▶ Page extract
· · · ·

Life of an ext4 write request

From Ext4
Revision as of 17:37, 10 May 2011 by Nauman (Talk | contribs)

(diff) ← Older revision | Latest revision (diff) | Newer revision → (diff)
Jump to: navigation, search



This article describes how various different ext4 write requests are handled in Linux 2.6.34 -- 2.6.39. Special attention will be paid to how ext4_map_blocks() is called, and with what EXT4_GET_BLOCKS_* flags. In addition how quota is reserved, claimed, and released will be discussed.

Flags passed to ext4_map_blocks()

The primary function of the ext4_map_blocks() function is to translate an inode and logical block number to a physical block number. If a mapping between a particular logical block number and physical block number does not exist, ext4_map_blocks() may create such a mapping, allocating blocks as necessary. However, there are a number of other things which ext4_map_blocks() can do, based on a flags bitmap which is passed to it. In some cases, a particular flag to ext4_map_blocks() can radically change its behavior. So it's important to document the current ext4_map_blocks flags and what they do.

At one point, ext4_map_blocks() had previously been called ext4_get_blocks(), which is the reason for the naming convention of these flags:

to be written
to be written
to be written
to be written
to be written
to be written
to be written
to be written

Life of a nodelalloc buffered write

The write request

Description of how a write request happens from userspace (i.e., the codepath from generic_file_buffered_write() calling ext4_write_begin() and ext4_{writeback,ordered,journalled}_write_end() and/or the codepath from page_mkwrite() calling ext4_page_mkwrite()).

· · · ·

▶ Record extracts
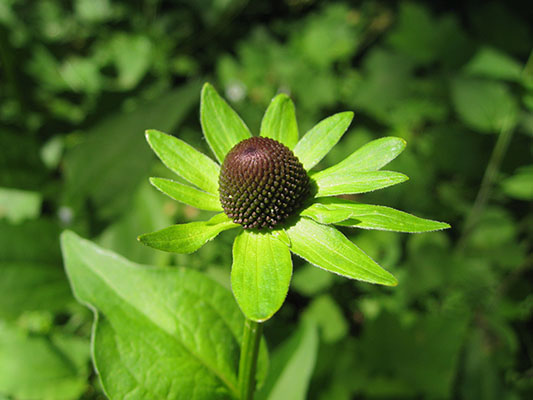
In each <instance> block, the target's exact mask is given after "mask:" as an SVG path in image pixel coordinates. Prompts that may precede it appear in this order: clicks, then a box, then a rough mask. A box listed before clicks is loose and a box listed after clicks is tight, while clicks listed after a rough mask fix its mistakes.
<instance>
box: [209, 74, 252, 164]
mask: <svg viewBox="0 0 533 400" xmlns="http://www.w3.org/2000/svg"><path fill="white" fill-rule="evenodd" d="M200 120H201V123H202V130H203V132H204V136H205V138H206V140H207V143H209V146H210V147H211V150H213V153H215V156H216V157H217V159H218V161H220V162H221V163H222V161H224V157H226V154H227V153H228V151H230V150H231V148H232V147H233V146H235V145H236V144H237V143H239V142H241V141H243V140H244V139H248V138H249V137H251V134H250V131H249V130H248V127H247V126H246V124H245V123H244V122H243V121H242V119H241V118H240V117H239V116H238V115H237V113H236V112H235V111H234V110H233V109H232V108H231V107H230V106H229V105H228V103H226V102H225V101H224V99H222V97H220V96H219V94H218V93H217V92H216V90H215V88H213V86H211V85H210V84H209V83H206V84H205V85H204V87H203V89H202V99H201V104H200Z"/></svg>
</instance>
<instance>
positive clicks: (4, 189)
mask: <svg viewBox="0 0 533 400" xmlns="http://www.w3.org/2000/svg"><path fill="white" fill-rule="evenodd" d="M41 203H42V196H41V194H40V193H38V192H30V191H28V190H19V189H11V188H2V187H0V219H2V218H6V219H7V220H8V221H9V222H12V223H14V224H17V223H19V222H22V221H24V220H26V219H34V218H37V217H38V216H39V214H40V213H41Z"/></svg>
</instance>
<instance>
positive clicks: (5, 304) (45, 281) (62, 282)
mask: <svg viewBox="0 0 533 400" xmlns="http://www.w3.org/2000/svg"><path fill="white" fill-rule="evenodd" d="M60 267H61V264H60V262H59V261H58V263H57V264H56V265H53V264H52V265H50V264H45V263H37V262H27V261H26V262H25V261H10V262H5V261H2V260H0V274H2V279H0V318H3V319H6V320H13V319H16V318H18V317H19V316H20V315H22V313H24V312H27V311H38V310H42V311H47V312H52V313H54V312H55V313H57V312H58V311H65V310H66V309H67V305H68V304H69V303H71V302H72V301H73V299H72V295H71V294H70V290H69V287H68V282H67V280H66V278H65V274H64V273H63V271H62V270H61V268H60Z"/></svg>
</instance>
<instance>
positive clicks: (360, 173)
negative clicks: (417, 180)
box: [311, 170, 409, 197]
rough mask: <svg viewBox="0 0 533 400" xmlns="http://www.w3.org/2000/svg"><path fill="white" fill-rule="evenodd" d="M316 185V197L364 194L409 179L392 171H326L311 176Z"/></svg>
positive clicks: (389, 185)
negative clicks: (370, 171) (364, 171)
mask: <svg viewBox="0 0 533 400" xmlns="http://www.w3.org/2000/svg"><path fill="white" fill-rule="evenodd" d="M311 179H312V180H314V181H315V183H316V185H317V189H318V191H317V193H316V197H326V196H336V195H340V194H355V193H366V192H372V191H374V190H378V189H383V188H386V187H388V186H392V185H396V184H398V183H402V182H405V181H406V180H408V179H409V178H408V177H407V176H405V175H404V174H401V173H399V172H392V171H371V172H359V171H341V172H339V173H336V172H332V173H329V171H328V170H325V171H321V172H318V173H316V174H311Z"/></svg>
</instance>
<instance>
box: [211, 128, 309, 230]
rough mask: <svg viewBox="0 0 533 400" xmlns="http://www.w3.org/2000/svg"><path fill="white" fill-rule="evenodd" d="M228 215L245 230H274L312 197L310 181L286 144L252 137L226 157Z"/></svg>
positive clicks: (265, 139) (304, 169)
mask: <svg viewBox="0 0 533 400" xmlns="http://www.w3.org/2000/svg"><path fill="white" fill-rule="evenodd" d="M219 192H220V203H221V204H222V208H223V209H224V212H225V213H226V215H227V216H228V217H230V218H232V219H233V222H236V223H238V224H241V225H242V226H243V228H244V229H253V228H259V229H262V228H270V229H273V228H274V227H275V226H276V225H278V224H280V223H282V222H284V221H285V220H286V219H287V218H288V217H289V216H291V215H292V214H293V213H294V212H295V211H297V210H298V209H299V208H300V207H301V206H302V203H303V202H304V200H306V198H307V196H308V195H309V177H308V176H307V172H305V169H304V167H303V165H302V163H301V162H300V161H298V159H297V158H296V156H295V155H294V154H293V152H292V151H291V150H290V149H289V148H288V147H287V146H285V145H284V144H282V143H280V142H278V141H276V140H274V139H270V138H265V137H251V138H250V139H245V140H243V141H242V142H239V143H237V144H236V145H235V147H233V148H232V149H231V150H230V151H229V153H228V154H227V155H226V158H225V159H224V162H223V163H222V168H221V171H220V179H219Z"/></svg>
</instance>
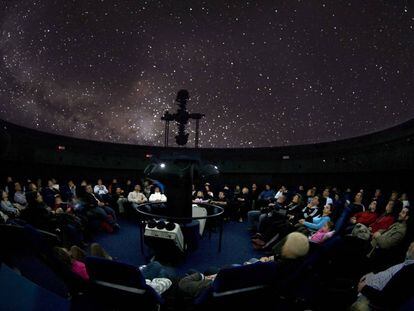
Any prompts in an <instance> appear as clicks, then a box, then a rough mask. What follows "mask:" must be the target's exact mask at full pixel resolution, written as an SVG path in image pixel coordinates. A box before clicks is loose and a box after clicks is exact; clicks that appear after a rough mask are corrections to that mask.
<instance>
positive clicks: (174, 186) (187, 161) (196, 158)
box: [144, 157, 219, 217]
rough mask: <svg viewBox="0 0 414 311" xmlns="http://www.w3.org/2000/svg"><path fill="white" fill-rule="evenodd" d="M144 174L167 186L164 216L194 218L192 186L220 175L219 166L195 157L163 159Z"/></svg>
mask: <svg viewBox="0 0 414 311" xmlns="http://www.w3.org/2000/svg"><path fill="white" fill-rule="evenodd" d="M144 174H145V175H146V176H147V177H149V178H151V179H156V180H159V181H160V182H161V183H163V184H164V185H165V195H166V196H167V204H166V207H165V209H164V210H165V213H164V210H163V215H164V216H170V217H171V216H172V217H192V193H191V192H192V185H193V183H194V181H195V180H198V179H204V178H206V177H209V176H214V175H218V174H219V171H218V168H217V166H215V165H212V164H207V163H202V161H201V160H200V159H197V158H193V157H176V158H163V159H159V160H156V161H155V162H154V163H151V164H150V165H148V166H147V167H146V168H145V170H144Z"/></svg>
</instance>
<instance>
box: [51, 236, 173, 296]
mask: <svg viewBox="0 0 414 311" xmlns="http://www.w3.org/2000/svg"><path fill="white" fill-rule="evenodd" d="M54 251H55V254H56V257H57V258H58V260H60V262H61V263H62V264H64V265H65V266H66V267H67V268H68V269H70V270H71V271H72V272H73V273H74V274H76V275H77V276H79V277H80V278H82V279H83V280H84V281H89V274H88V271H87V269H86V265H85V263H84V260H85V257H86V256H87V254H86V252H85V251H83V250H82V249H81V248H79V247H78V246H72V247H71V248H70V250H68V249H66V248H63V247H55V249H54ZM89 253H90V256H94V257H102V258H105V259H109V260H112V257H111V256H109V255H108V253H107V252H106V251H105V250H104V249H103V247H102V246H100V245H99V244H98V243H92V244H91V246H90V251H89ZM139 270H140V271H141V273H142V275H143V276H144V278H145V281H146V283H147V285H149V286H151V287H152V288H153V289H154V290H155V291H156V292H157V293H158V294H160V295H161V294H162V293H164V292H165V291H166V290H167V289H168V288H170V286H171V285H172V282H171V280H170V279H169V278H167V276H168V277H170V278H171V276H170V275H171V274H170V273H169V272H167V271H166V269H165V268H164V267H163V266H161V264H159V263H158V262H156V261H153V262H151V263H149V264H148V265H143V266H140V267H139Z"/></svg>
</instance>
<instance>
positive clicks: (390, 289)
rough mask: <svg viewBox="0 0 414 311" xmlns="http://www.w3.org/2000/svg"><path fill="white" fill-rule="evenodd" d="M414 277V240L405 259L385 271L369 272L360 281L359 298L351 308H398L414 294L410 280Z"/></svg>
mask: <svg viewBox="0 0 414 311" xmlns="http://www.w3.org/2000/svg"><path fill="white" fill-rule="evenodd" d="M413 279H414V242H412V243H411V244H410V246H409V247H408V250H407V253H406V257H405V260H404V261H403V262H402V263H400V264H397V265H394V266H392V267H390V268H388V269H386V270H384V271H381V272H378V273H373V272H371V273H368V274H366V275H364V276H363V277H362V278H361V279H360V281H359V283H358V292H359V294H358V298H357V300H356V301H355V302H354V303H353V304H352V306H351V308H350V310H371V306H373V305H374V306H381V307H382V308H383V310H397V309H399V306H400V305H401V304H403V303H404V302H406V301H407V300H408V299H409V298H410V297H411V296H412V287H410V285H407V284H410V282H411V281H412V280H413Z"/></svg>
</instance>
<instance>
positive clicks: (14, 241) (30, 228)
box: [0, 225, 70, 298]
mask: <svg viewBox="0 0 414 311" xmlns="http://www.w3.org/2000/svg"><path fill="white" fill-rule="evenodd" d="M0 242H1V245H2V252H1V259H2V261H3V262H4V263H6V264H7V265H8V266H9V267H11V268H13V269H15V270H17V271H19V273H21V275H23V276H24V277H26V278H28V279H29V280H30V281H32V282H34V283H36V284H38V285H40V286H41V287H43V288H45V289H47V290H49V291H51V292H53V293H55V294H57V295H59V296H61V297H64V298H67V297H69V295H70V294H69V291H68V288H67V286H66V284H65V282H64V281H63V280H62V279H61V277H60V276H59V275H57V274H56V272H55V271H54V270H53V269H52V268H51V267H50V265H49V263H48V262H47V257H48V256H49V254H51V250H52V248H53V246H55V245H58V244H59V239H58V238H57V237H56V236H55V235H53V234H51V233H48V232H45V231H40V230H37V229H35V228H34V227H32V226H30V225H26V226H25V227H22V226H15V225H0Z"/></svg>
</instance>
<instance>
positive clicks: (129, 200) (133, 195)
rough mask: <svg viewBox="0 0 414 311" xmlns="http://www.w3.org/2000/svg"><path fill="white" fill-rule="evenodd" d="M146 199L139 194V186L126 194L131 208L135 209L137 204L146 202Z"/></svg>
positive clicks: (146, 198) (140, 193) (139, 189)
mask: <svg viewBox="0 0 414 311" xmlns="http://www.w3.org/2000/svg"><path fill="white" fill-rule="evenodd" d="M147 201H148V200H147V197H146V196H145V195H144V194H143V193H142V192H141V186H140V185H135V187H134V191H131V192H130V193H129V194H128V202H131V203H132V207H134V208H137V207H138V205H139V204H142V203H145V202H147Z"/></svg>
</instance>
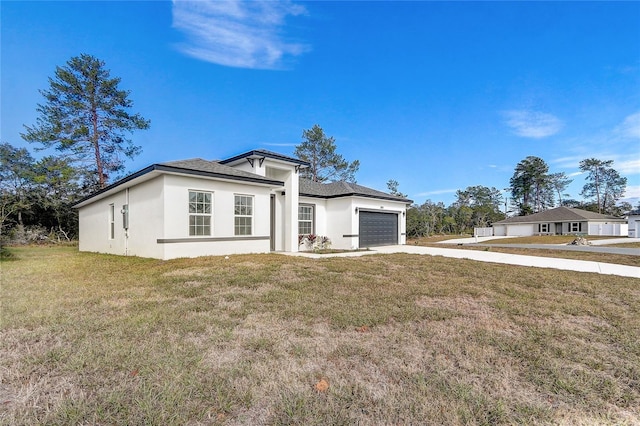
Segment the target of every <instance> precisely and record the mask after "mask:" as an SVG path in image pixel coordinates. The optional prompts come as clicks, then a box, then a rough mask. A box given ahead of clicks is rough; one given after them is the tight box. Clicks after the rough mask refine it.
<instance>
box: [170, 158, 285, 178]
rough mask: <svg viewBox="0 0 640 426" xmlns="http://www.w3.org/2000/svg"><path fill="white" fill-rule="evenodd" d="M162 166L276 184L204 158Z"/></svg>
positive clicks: (171, 161) (178, 160) (179, 160)
mask: <svg viewBox="0 0 640 426" xmlns="http://www.w3.org/2000/svg"><path fill="white" fill-rule="evenodd" d="M159 165H160V166H166V167H172V168H177V169H184V170H185V171H196V172H203V173H210V174H212V175H214V176H215V177H224V176H228V177H230V178H232V179H233V178H239V179H241V180H251V181H254V182H257V181H264V182H266V183H272V182H274V180H273V179H269V178H265V177H263V176H260V175H256V174H255V173H250V172H245V171H244V170H238V169H236V168H233V167H229V166H225V165H224V164H220V162H219V161H207V160H203V159H202V158H192V159H189V160H178V161H169V162H167V163H159Z"/></svg>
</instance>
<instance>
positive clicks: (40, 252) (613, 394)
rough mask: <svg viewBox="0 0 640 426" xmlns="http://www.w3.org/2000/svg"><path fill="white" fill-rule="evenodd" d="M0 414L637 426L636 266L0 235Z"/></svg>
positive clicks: (59, 420)
mask: <svg viewBox="0 0 640 426" xmlns="http://www.w3.org/2000/svg"><path fill="white" fill-rule="evenodd" d="M12 251H13V252H14V254H15V255H16V257H17V260H12V261H4V262H1V263H0V268H2V269H1V273H2V275H1V280H2V281H1V284H2V287H1V296H2V297H1V300H2V307H1V313H2V322H1V328H0V424H19V425H20V424H24V425H27V424H128V425H136V424H155V425H173V424H175V425H182V424H194V425H195V424H323V425H327V424H376V425H377V424H425V423H426V424H536V423H538V424H541V423H542V424H549V423H552V424H554V423H561V424H612V425H613V424H637V423H639V422H640V408H639V407H640V280H638V279H632V278H622V277H613V276H602V275H597V274H587V273H576V272H566V271H558V270H552V269H536V268H525V267H515V266H508V265H494V264H487V263H479V262H474V261H470V260H456V259H447V258H442V257H430V256H417V255H401V254H398V255H370V256H364V257H358V258H327V259H320V260H313V259H305V258H297V257H289V256H282V255H275V254H274V255H253V256H251V255H245V256H230V258H229V259H224V258H223V257H209V258H199V259H179V260H173V261H166V262H164V261H158V260H150V259H139V258H125V257H117V256H108V255H97V254H87V253H78V252H77V251H76V250H74V249H73V248H48V247H29V248H15V249H12Z"/></svg>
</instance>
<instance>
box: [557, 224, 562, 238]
mask: <svg viewBox="0 0 640 426" xmlns="http://www.w3.org/2000/svg"><path fill="white" fill-rule="evenodd" d="M556 235H562V223H556Z"/></svg>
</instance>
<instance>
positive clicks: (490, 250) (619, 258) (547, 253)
mask: <svg viewBox="0 0 640 426" xmlns="http://www.w3.org/2000/svg"><path fill="white" fill-rule="evenodd" d="M451 248H456V249H465V250H483V251H493V252H498V253H510V254H522V255H525V256H538V257H553V258H558V259H575V260H588V261H591V262H600V263H613V264H617V265H629V266H640V255H632V254H613V253H599V252H590V251H577V250H558V249H537V248H519V247H493V246H484V245H482V246H474V245H465V246H455V247H451Z"/></svg>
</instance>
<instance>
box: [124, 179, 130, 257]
mask: <svg viewBox="0 0 640 426" xmlns="http://www.w3.org/2000/svg"><path fill="white" fill-rule="evenodd" d="M124 197H125V203H126V206H127V207H126V209H127V211H126V213H125V214H126V215H127V220H126V225H127V226H126V228H124V255H125V256H129V188H126V189H125V190H124Z"/></svg>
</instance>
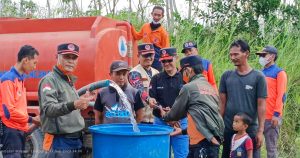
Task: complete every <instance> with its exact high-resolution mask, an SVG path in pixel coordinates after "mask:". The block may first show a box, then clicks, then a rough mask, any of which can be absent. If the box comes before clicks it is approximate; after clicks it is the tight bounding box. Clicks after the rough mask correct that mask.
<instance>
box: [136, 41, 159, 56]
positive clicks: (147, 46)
mask: <svg viewBox="0 0 300 158" xmlns="http://www.w3.org/2000/svg"><path fill="white" fill-rule="evenodd" d="M138 53H139V54H149V53H155V52H154V46H153V44H152V43H143V44H140V45H138Z"/></svg>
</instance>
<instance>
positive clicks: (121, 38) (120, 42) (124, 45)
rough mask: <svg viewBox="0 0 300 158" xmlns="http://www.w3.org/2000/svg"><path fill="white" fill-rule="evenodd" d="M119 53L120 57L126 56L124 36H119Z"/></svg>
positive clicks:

· · · ·

▶ Work task 1
In the ext4 write request page, what was ext4_map_blocks() called at one point?
▶ Work task 2
Using the ext4 write request page, rewrite the paragraph beginning "The primary function of the ext4_map_blocks() function" as a short bulleted list.

▶ Written response 1
ext4_get_blocks()

▶ Written response 2
- ext4_map_blocks() mainly translates an inode and logical block number into a physical block number.
- If no mapping exists, it may create one and allocate blocks as needed.
- A flags bitmap passed to it lets it do other things, and some flags can radically change its behavior.
- Documenting the current flags and what they do is therefore important.